=== PROVIDED TEXT ===
=== Begin Enclosure ===

Tell me about a B.E.S.T. student who stood out to you.
One of my favorite stories is of a young man who came through our program, a really sweet guy who had deep dimples and liked to quote Martin Luther King Jr., the Quran, and the Bible. Once the mass media started to take notice of our work, we had a huge profile in USA Today, and I’m looking at this article and the first paragraph mentions that this young man spent 10 years locked up for armed robbery. And I thought, you’ve gotta be joking! It didn’t even occur to me that somebody that gentle, kind, and loving had that in his background.
That’s when it hit me: His transformation had everything to do with the work he was doing. Horticultural infrastructure development, urban forestry management—all those things provided him with this beautiful outlet to nurture. Studies show without a shadow of a doubt that horticultural therapy works, that when you expose people even to small clusters of nature, even in a very urban area, crime rates go down because people want to be near it.
You’re also an advocate of grassroots organizations being at the table when decisions are made by people in power. What green economy initiatives do you want the Obama administration to take up?
Very simply, I think that the Environmental Protection Agency needs to regain its moral authority as the environmental stewards of this country and really push for things like the national grid so that we can actually have renewable energy. One major national problem is that there is no integrated transmission system for energy distribution around the country. In order for the renewable energy economy to really flourish, we’ve got to be able to connect the places in the country that have sources of renewable energy, like the sunny Southwest and the windy Midwest, with places that need renewable energy. If the federal government developed that grid system, we would see more businesses flourish by using renewable clean wind and solar energy.
This past summer you left Sustainable South Bronx to start an environmental consulting firm, the Majora Carter Group. What is the vision for this company?
I realized that the work was not particular to the South Bronx, but rested on the universal idea that when you apply care and resources to even the most challenged situations, beautiful things will grow. So I started the Majora Carter Group to work with municipalities, business leaders, and universities from all around the country as stakeholders.

=== End Enclosure ===

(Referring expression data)
=== Begin Enclosure ===

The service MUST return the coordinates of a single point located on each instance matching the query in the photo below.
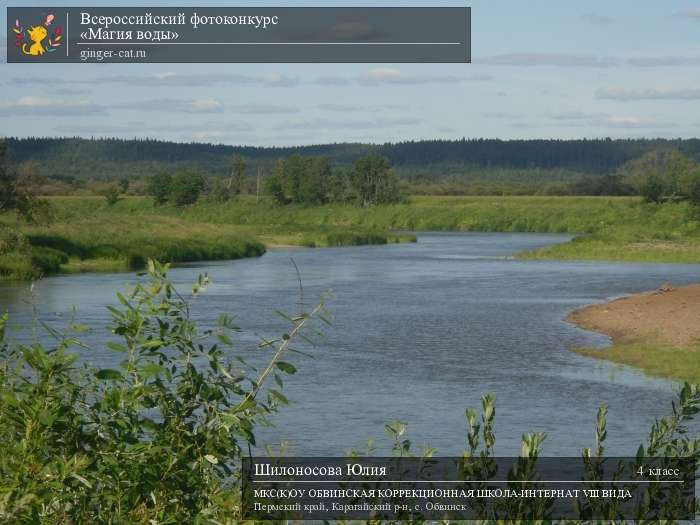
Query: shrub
(111, 195)
(48, 259)
(157, 439)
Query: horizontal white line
(455, 481)
(270, 44)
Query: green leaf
(116, 347)
(287, 368)
(109, 375)
(225, 339)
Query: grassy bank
(656, 359)
(88, 234)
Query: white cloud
(208, 105)
(170, 79)
(389, 75)
(31, 105)
(264, 109)
(693, 14)
(664, 61)
(577, 119)
(597, 19)
(547, 59)
(500, 115)
(623, 94)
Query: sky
(541, 69)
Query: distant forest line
(430, 167)
(108, 157)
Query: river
(421, 331)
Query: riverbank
(656, 331)
(88, 234)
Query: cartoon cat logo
(31, 41)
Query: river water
(421, 331)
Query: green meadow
(88, 234)
(680, 363)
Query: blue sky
(541, 69)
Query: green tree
(159, 187)
(186, 187)
(237, 181)
(274, 184)
(158, 438)
(111, 194)
(123, 184)
(374, 181)
(18, 197)
(659, 175)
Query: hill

=== End Enclosure ===

=== PROBLEMS TO WORK ON ===
[1] Answer these questions using the interview about environmental work in the South Bronx.
(a) According to the USA Today profile, how long had the student with deep dimples been locked up, and for what offense?
(b) Which two regions are named as places with sources of renewable energy?
(c) With whom does the Majora Carter Group work?
[2] Resume the interview about environmental work in the South Bronx, starting after its final answer.

=== ANSWERS PROVIDED ===
[1]
(a) He spent 10 years locked up for armed robbery.
(b) The sunny Southwest and the windy Midwest.
(c) Municipalities, business leaders, and universities from all around the country, as stakeholders.

[2]
Our first client is Elizabeth City State University, which is part of the historically black college network, in northeastern North Carolina—an incredibly poor, predominantly rural and black region. The major economic generators down there are mega-hog farms. Unfortunately, the owners bury the excrement in these lined pits, which often leak and then contaminate the area. Elizabeth City State University is excited about the possibility of transforming that 21-county region, and so we’re working with them to develop a green economic development plan.
Do faith and spirituality inform your work?
Oh yeah! We are asking our clients to honor other people, to see them with dignity, and to treat them that way. The foundation of what we do is very spiritual in nature. We want people to be authentic. We want people to see each other in love because when you think about it, oppression is as bad for the oppressor as it is for the oppressed. We have commodified pain in some way, and we don’t want to see the suffering of others. I’m asking folks not just to see the suffering of others but to understand that they could be a part of alleviating it. That is a deeply spiritual endeavor.
What keeps you going?
Understanding that people’s lives have been changed. I know that our work is having an impact and I know that at some point people are going to realize that this is how we need to roll.
My friend Van Jones often says, “Little green fairies are not going to come out of the sky and install solar panels or urban forestry. People are going to do that.” And we need to look at the people. There’s room for everybody.